=== The task ===
Reproduce the listing below, substituting "pin" for every occurrence of "marker" and leaving everything else unchanged.

— begin Dataset rows —

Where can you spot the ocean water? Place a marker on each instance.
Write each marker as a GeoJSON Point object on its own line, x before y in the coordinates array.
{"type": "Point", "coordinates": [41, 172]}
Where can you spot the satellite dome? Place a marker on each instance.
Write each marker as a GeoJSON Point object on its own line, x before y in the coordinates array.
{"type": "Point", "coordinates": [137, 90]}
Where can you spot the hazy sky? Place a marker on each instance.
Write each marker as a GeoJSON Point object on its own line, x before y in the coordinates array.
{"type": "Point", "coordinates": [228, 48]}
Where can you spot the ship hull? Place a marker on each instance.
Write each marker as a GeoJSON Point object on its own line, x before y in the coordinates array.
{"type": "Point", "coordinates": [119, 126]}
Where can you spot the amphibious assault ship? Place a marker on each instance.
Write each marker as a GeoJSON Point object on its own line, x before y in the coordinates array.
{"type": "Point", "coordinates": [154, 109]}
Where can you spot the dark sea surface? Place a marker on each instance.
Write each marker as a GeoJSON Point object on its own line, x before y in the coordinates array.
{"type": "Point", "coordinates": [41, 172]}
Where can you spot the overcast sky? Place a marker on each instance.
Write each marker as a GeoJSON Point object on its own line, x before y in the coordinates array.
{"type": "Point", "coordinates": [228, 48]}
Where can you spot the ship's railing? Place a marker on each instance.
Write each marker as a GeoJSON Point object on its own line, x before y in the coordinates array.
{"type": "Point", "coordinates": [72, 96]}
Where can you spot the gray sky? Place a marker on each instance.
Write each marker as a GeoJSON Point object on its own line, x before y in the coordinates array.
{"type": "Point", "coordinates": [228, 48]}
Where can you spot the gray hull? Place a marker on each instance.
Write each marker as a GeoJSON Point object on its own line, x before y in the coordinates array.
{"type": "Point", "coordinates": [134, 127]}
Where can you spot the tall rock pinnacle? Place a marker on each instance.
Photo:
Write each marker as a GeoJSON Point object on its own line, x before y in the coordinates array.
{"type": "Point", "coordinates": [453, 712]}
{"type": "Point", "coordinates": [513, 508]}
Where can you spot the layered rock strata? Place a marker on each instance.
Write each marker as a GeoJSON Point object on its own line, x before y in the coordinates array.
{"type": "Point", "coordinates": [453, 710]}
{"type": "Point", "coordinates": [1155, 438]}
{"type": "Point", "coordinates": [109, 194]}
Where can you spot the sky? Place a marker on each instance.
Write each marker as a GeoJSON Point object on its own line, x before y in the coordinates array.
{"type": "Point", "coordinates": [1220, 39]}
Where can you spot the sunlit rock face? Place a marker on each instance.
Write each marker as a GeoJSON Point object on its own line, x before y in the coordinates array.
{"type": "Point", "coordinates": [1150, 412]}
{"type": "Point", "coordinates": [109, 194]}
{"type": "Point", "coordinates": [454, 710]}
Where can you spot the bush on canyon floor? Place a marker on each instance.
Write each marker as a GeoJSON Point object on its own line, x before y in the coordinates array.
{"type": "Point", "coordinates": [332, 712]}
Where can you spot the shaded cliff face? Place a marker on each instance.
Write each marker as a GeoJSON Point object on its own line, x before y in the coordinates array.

— end Dataset rows —

=== Solution for this problem ===
Where can you spot the ocean water? Place a pin on each instance.
Write each pin as a GeoJSON Point object on its own line, x before y in the coordinates array.
{"type": "Point", "coordinates": [41, 172]}
Where can you spot the satellite dome? Place a pin on each instance.
Write each pin as a GeoJSON Point object on its own line, x before y in the coordinates array.
{"type": "Point", "coordinates": [137, 90]}
Where can you spot the hazy sky? Place a pin on each instance.
Write each pin as a GeoJSON Point object on its own line, x before y in the coordinates array.
{"type": "Point", "coordinates": [228, 48]}
Where can you spot the ship hull? Place a pin on each instance.
Write each pin as a GeoJSON Point object on its own line, x before y in the coordinates array.
{"type": "Point", "coordinates": [119, 126]}
Where can you spot the amphibious assault ship? Place a pin on each instance.
Write each pin as a GeoJSON Point object on its own line, x before y in the coordinates array.
{"type": "Point", "coordinates": [154, 109]}
Where can you spot the dark sea surface? Place a pin on each instance.
Write each pin as a GeoJSON Point object on its own line, x before y in the coordinates array.
{"type": "Point", "coordinates": [41, 172]}
Where can you spot the overcast sky? Place a pin on each instance.
Write each pin as a GeoJSON Point object on its own line, x before y in the coordinates array.
{"type": "Point", "coordinates": [228, 48]}
Where can you spot the ship's railing? Place a pin on each instance.
Write each pin as a GeoJSON Point object on its own line, x before y in the coordinates array.
{"type": "Point", "coordinates": [72, 96]}
Where can you spot the gray sky? Place a pin on each instance.
Write each pin as a GeoJSON Point object on its own line, x before y in the coordinates array.
{"type": "Point", "coordinates": [228, 48]}
Where can you spot the gray hull? Place a pin on each instance.
Write each pin as a GeoJSON Point object on its own line, x before y in the coordinates array.
{"type": "Point", "coordinates": [134, 127]}
Where can you spot the tall rock pinnacle? Place a pin on each instance.
Photo:
Write each pin as a GeoJSON Point object on its own line, x before y in the coordinates array.
{"type": "Point", "coordinates": [453, 712]}
{"type": "Point", "coordinates": [513, 508]}
Where can you spot the layered rock strata? Place a pin on each instance.
Write each pin as a GeoJSON Point object on its own line, x before y in the coordinates array.
{"type": "Point", "coordinates": [453, 710]}
{"type": "Point", "coordinates": [1155, 438]}
{"type": "Point", "coordinates": [109, 194]}
Where can you spot the sky? Place a pin on each instance.
Write each pin as a GeoJSON Point object on its own line, x before y in the coordinates array.
{"type": "Point", "coordinates": [1220, 39]}
Where can you spot the sunlit rock face? Place a pin on each instance.
Write each pin as a GeoJSON Point object on its own line, x before y in the coordinates array.
{"type": "Point", "coordinates": [1150, 412]}
{"type": "Point", "coordinates": [109, 194]}
{"type": "Point", "coordinates": [454, 710]}
Where can you spot the bush on canyon floor? Place a pin on each instance.
Write each pin as a GeoJSON Point object on its own line, x before y in the coordinates array.
{"type": "Point", "coordinates": [332, 712]}
Where can you spot the shaded cliff face? Place a pin on each instance.
Write each pin as a GeoJSON Point object on its own line, x before y in the coordinates array.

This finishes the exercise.